- ЗАДАНИЕ: Когда состоялась премьера «Бранда», согласно тексту о постановке этой пьесы в Художественном театре?

- СТРАНИЦА:
_____
Станиславский присутствовал на генеральных репетициях «Бранда», которых было не менее трех. На третьей генеральной они с Немировичем-Данченко даже сидели рядом и записывали замечания на общей бумаге. Что касается постановочной части, то он был солидарен с Немировичем-Данченко и тоже озабочен тем, как наладить правильное качание лодок в бурю, как сделать бурю настоящей.

{340} Собрав крупицы замечаний Станиславского из разных архивных документов, можно говорить о том, что он не был доволен игрой актеров, но не в смысле трактовки ролей, а в смысле актерской техники. В отдельные моменты Качалов казался ему играющим под Ленского, Грибунин (Пробст) — дающим «опереточную фигуру» [20], Бутова (Мать Бранда) — недоработавшей роль. Одну из участниц народной сцены он учил элементарному навыку, как правильно показать публике свое плачущее лицо. Одну из «актрис», как записал Сулержицкий, он упрекнул в демонстрации состояния без подводящей к нему «гаммы переживаний». Легко догадаться, что это была Германова в роли Агнес и, может быть, именно в тот момент, когда она пыталась «стилизовать» образ, подражая житиям святых или мадонне Рафаэля. Станиславский очень не любил, когда она показывает себя и пренебрегает характерностью.

В целом о «Бранде» Станиславский полагал, что его следовало играть не в стихах, а в прозаическом переводе, потому что «мысль не доходит, и стихи делают из пьесы не то феерию, не то готическую скучную пьесу». Постановка «Бранда» в Художественном театре была первой на русской сцене. Открывая пьесу для зрителей, Немирович-Данченко из двух имеющихся авторских вариантов — в прозе и в стихах — выбрал перевод стихотворного. Поэтический вариант был ближе его мечтам, и задача его постановки сложнее. Немирович-Данченко предпочитал сложные задачи, почетные уже одной смелостью обращения к ним.

Премьера «Бранда» 20 декабря 1906 года порадовала Немировича-Данченко «вызовами», «дружными аплодисментами», «потрясением» публики. Он с облегчением записал: «Успех колоссальный, а ввиду трудности пьесы — успех очень большого значения». Окрыленный и уставший, известив одного Лужского, Немирович-Данченко уехал воскресным днем 24 декабря ни мало ни много как в Берлин.
_____
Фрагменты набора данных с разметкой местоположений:

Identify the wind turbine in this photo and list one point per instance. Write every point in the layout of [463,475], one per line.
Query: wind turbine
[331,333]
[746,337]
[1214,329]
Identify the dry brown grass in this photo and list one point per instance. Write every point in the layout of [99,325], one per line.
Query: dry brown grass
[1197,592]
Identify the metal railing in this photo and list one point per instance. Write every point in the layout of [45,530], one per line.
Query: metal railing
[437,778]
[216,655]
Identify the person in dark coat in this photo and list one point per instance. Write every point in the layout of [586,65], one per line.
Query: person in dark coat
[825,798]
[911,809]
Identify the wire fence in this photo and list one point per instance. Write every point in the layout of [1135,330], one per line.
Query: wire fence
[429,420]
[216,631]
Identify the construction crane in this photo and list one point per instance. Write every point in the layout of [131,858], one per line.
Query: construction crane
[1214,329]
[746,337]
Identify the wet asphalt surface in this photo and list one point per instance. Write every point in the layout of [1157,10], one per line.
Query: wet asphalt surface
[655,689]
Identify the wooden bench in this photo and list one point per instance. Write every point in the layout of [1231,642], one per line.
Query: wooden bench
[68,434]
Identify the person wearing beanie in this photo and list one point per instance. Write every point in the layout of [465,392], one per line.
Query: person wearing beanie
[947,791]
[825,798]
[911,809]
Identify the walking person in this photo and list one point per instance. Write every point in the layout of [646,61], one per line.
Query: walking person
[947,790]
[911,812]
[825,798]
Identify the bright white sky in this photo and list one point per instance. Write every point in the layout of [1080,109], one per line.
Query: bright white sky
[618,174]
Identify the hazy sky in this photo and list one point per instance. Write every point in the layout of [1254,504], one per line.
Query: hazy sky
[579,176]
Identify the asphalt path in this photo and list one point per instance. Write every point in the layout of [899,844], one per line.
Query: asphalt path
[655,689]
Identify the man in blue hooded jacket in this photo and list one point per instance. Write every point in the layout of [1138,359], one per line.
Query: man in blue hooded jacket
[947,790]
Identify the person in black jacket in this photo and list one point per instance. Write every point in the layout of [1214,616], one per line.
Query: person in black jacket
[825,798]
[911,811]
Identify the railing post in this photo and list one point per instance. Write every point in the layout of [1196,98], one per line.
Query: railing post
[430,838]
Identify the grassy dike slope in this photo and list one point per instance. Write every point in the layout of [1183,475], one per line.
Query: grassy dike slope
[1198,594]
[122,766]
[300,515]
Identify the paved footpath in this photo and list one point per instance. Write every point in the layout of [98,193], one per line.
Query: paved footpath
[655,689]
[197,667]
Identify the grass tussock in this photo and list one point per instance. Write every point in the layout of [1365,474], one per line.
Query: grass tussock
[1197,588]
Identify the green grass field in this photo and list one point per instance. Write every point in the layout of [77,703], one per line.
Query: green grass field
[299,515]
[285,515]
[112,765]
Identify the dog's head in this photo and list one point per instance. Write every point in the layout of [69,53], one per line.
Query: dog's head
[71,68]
_____
- ОТВЕТ: 20 декабря 1906 года.